>> Begin DATASET CONTENT

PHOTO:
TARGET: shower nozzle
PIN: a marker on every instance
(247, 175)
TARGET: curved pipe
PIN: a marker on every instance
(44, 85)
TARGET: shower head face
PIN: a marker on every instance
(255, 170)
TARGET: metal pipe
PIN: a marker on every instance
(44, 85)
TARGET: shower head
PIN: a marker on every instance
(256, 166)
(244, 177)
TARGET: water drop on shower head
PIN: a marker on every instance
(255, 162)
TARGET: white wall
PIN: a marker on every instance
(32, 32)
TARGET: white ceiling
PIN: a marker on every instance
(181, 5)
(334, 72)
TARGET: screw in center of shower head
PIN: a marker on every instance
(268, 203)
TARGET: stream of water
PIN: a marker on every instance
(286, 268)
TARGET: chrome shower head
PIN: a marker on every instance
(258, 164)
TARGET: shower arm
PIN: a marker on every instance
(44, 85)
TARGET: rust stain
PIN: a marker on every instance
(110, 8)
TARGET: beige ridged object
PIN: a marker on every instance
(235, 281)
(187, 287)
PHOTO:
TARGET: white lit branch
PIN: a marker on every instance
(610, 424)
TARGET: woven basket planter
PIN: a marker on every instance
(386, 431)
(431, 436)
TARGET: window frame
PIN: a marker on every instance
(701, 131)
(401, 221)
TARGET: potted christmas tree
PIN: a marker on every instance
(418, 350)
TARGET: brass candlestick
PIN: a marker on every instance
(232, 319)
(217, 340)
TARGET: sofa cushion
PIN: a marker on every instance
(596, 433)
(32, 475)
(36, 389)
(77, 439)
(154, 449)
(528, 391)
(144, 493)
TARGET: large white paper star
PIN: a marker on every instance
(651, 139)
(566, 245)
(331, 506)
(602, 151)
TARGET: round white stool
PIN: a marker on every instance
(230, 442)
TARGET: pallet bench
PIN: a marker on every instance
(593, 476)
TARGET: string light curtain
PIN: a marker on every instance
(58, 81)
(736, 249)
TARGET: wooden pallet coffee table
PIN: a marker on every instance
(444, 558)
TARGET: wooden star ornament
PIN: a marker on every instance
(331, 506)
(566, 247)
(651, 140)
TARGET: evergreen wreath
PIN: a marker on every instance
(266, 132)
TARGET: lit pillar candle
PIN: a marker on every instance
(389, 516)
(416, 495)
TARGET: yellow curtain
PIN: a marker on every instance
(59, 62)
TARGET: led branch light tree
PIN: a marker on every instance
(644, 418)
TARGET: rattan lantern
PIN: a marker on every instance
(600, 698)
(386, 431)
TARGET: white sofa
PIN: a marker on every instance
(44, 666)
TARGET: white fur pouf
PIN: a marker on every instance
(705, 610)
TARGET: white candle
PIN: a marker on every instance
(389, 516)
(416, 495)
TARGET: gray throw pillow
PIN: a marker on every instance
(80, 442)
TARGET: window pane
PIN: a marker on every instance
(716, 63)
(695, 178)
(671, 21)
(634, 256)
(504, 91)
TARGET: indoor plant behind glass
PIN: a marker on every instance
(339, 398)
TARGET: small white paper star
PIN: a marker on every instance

>> End DATASET CONTENT

§ WHAT YOU NEED TO DO
Reproduce every line of the records from the one containing "TARGET: rattan lantern" through the end of the records, both ends included and requests kept, shifting each coordinate in the answers up by 18.

§ ANSWER TO THIS PROBLEM
TARGET: rattan lantern
PIN: a marker on every instance
(618, 716)
(404, 449)
TARGET: white sofa
PIN: a marker on every instance
(62, 684)
TARGET: white fur pouf
PIN: a marker on every instance
(723, 628)
TARGET: white candle
PIN: a marker on every instance
(407, 534)
(434, 513)
TARGET: gray throw pillow
PIN: a marker on every instance
(98, 460)
TARGET: window pane
PIN: a marker on every instance
(734, 81)
(713, 196)
(689, 39)
(652, 274)
(522, 109)
TARGET: indoor plant behind glass
PIN: a marker on every instance
(357, 416)
TARGET: small white paper star
PIN: a marker on every instance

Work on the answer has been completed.